TASK ITEM :: Each record is to be given again precisely as written.

Dataset excerpts:
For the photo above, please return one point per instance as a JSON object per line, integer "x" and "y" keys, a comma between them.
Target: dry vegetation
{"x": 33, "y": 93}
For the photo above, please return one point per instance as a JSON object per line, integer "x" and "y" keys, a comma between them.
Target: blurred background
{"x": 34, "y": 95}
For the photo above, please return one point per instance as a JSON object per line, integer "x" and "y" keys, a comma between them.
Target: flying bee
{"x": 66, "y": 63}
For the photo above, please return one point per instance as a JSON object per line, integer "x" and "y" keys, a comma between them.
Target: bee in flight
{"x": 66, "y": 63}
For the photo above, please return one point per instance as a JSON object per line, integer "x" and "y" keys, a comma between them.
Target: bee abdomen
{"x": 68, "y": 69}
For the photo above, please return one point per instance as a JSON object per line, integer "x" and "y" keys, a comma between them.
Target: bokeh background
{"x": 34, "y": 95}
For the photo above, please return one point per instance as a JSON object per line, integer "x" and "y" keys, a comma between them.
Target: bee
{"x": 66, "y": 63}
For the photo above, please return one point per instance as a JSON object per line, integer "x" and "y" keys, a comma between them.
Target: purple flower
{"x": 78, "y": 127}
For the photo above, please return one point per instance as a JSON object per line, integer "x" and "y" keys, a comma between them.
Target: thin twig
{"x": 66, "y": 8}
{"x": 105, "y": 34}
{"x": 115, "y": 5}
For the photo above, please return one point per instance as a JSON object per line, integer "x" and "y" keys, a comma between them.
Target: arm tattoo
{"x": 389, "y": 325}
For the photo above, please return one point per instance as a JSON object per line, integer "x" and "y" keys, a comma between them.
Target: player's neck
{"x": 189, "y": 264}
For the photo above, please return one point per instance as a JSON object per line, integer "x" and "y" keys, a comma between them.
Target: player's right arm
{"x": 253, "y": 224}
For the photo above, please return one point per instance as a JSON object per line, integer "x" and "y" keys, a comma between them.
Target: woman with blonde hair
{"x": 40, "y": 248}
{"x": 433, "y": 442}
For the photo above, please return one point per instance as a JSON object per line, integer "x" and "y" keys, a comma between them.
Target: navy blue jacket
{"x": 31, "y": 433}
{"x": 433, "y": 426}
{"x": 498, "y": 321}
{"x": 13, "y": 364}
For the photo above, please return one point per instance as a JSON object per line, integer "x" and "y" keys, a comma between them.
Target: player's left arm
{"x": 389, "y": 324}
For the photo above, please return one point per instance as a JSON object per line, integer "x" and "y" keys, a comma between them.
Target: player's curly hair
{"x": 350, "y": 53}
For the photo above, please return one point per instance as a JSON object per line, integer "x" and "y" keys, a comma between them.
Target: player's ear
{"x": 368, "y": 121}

SOLVED PROBLEM ::
For the photo above, please return one point per instance as a JSON object per line, integer "x" and "y" keys, a comma between them.
Target: dry vegetation
{"x": 33, "y": 93}
For the photo above, please return one point per instance as a JSON object per line, integer "x" and "y" keys, a comma between them.
Target: blurred background
{"x": 34, "y": 95}
For the photo above, please return one point per instance as a JSON object per line, integer "x" and "y" keys, a comma between them.
Target: flying bee
{"x": 66, "y": 63}
For the photo above, please return one point per instance as a JSON object per line, integer "x" and "y" keys, a comma between them.
Target: bee in flight
{"x": 66, "y": 63}
For the photo above, please return one point per instance as a JSON object per line, integer "x" and "y" keys, a comma between them.
Target: bee abdomen
{"x": 68, "y": 69}
For the photo above, please return one point per instance as a JSON object per line, integer "x" and "y" keys, a comma between them.
Target: bokeh background
{"x": 34, "y": 95}
For the photo above, please return one point per instance as a JSON object per line, integer "x" and "y" keys, a comma between them.
Target: bee
{"x": 66, "y": 63}
For the photo above, please return one point per instance as a JSON object per line, integer "x" and "y" keys, a comma between them.
Target: purple flower
{"x": 78, "y": 127}
For the photo above, please return one point per instance as a JSON object per line, integer "x" and "y" keys, a comma between them.
Target: thin twig
{"x": 66, "y": 8}
{"x": 105, "y": 34}
{"x": 115, "y": 5}
For the photo above, please return one point per instance as a JSON object per line, integer "x" and "y" keys, a comma between them.
Target: arm tattoo
{"x": 389, "y": 325}
For the photo above, please return one point per instance as a JSON object per line, integer "x" and "y" keys, a comma between them.
Target: player's neck
{"x": 189, "y": 264}
For the photo above, please return one point per instance as a JSON object per line, integer "x" and "y" keys, a comma between them.
Target: player's right arm
{"x": 253, "y": 224}
For the photo above, please return one point per instance as a JSON object per line, integer "x" and "y" keys, a comma between them.
Target: woman with blonde hair
{"x": 40, "y": 248}
{"x": 433, "y": 442}
For the photo above, please return one point per instance as a JSON object per line, integer "x" and "y" keys, a comma between them.
Target: navy blue jacket
{"x": 31, "y": 433}
{"x": 433, "y": 426}
{"x": 498, "y": 321}
{"x": 13, "y": 364}
For the photo above, please return one point per instance as a JSON object per line, integer "x" and "y" keys, a comma between them.
Target: player's left arm
{"x": 389, "y": 324}
For the photo above, please return one point per instance as a JSON object per line, integer "x" and "y" keys, a comma between them.
Target: player's curly hair
{"x": 350, "y": 53}
For the photo above, please return one point per instance as a JSON object per line, integer "x" and "y" keys, a comma between them.
Target: player's ear
{"x": 368, "y": 121}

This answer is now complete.